(Natural language region descriptions)

|---|

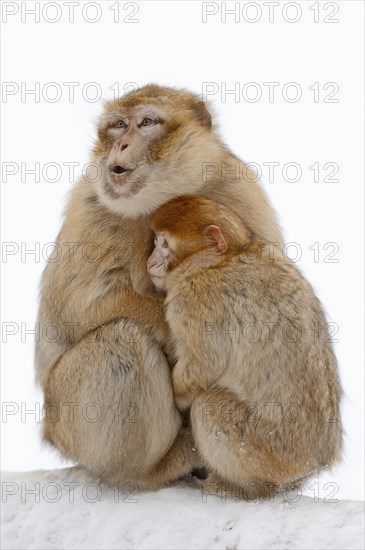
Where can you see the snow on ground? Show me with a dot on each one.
(65, 509)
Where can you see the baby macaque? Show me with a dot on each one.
(254, 359)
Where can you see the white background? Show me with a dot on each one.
(171, 45)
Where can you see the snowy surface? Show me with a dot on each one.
(68, 510)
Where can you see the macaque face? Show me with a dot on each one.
(159, 262)
(143, 155)
(128, 135)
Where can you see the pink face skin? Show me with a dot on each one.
(133, 130)
(159, 261)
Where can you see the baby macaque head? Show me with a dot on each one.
(189, 225)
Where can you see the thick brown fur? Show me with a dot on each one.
(254, 356)
(103, 329)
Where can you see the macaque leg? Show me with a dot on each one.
(179, 461)
(236, 447)
(110, 407)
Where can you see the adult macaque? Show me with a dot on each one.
(254, 359)
(101, 363)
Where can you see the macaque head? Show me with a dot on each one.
(144, 149)
(189, 225)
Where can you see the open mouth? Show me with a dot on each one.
(118, 170)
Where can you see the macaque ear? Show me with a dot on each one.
(202, 113)
(213, 236)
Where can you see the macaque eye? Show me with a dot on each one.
(147, 122)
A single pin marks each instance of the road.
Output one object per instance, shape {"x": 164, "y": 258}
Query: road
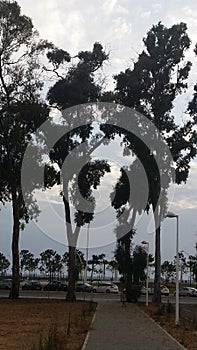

|---|

**Your assignment**
Drop every image, please, and write out the data above exactly as shown.

**Task solution**
Where can you see the snow on ground? Show me with a dot on each one.
(65, 509)
Where can you see the baby macaque? Show me with a dot on each one.
(254, 359)
Where can you see the white background? Show me with a dot on each one.
(171, 45)
Where can you see the snowy surface? Show me with a dot on each one.
(68, 510)
Where can you see the macaque face? Show me with a dot on each one.
(159, 262)
(143, 155)
(128, 135)
Where can you see the pink face skin? Show me with a dot on each one.
(133, 130)
(159, 261)
Where can you see the baby macaque head? Show me with a dot on each one.
(189, 225)
Where can you see the thick brown fur? Show me with a dot on each one.
(254, 356)
(103, 329)
Where can you see the macaque leg? Show me with a dot on each one.
(179, 461)
(236, 447)
(110, 407)
Where can you see the adult macaque? Show me with a dot on each one.
(254, 359)
(101, 363)
Where can you see the macaque head? Show me with a dot on each one.
(144, 149)
(189, 225)
Where can you see the open mouth? Show me with a dot on each one.
(118, 170)
Where can you see the macaque ear? Show me with a dot on each one.
(202, 113)
(213, 236)
Where can you see the macaque eye? Show me with a dot on each one.
(147, 122)
A single pin marks each instance of the road.
Output one object per instance, shape {"x": 164, "y": 258}
Query: road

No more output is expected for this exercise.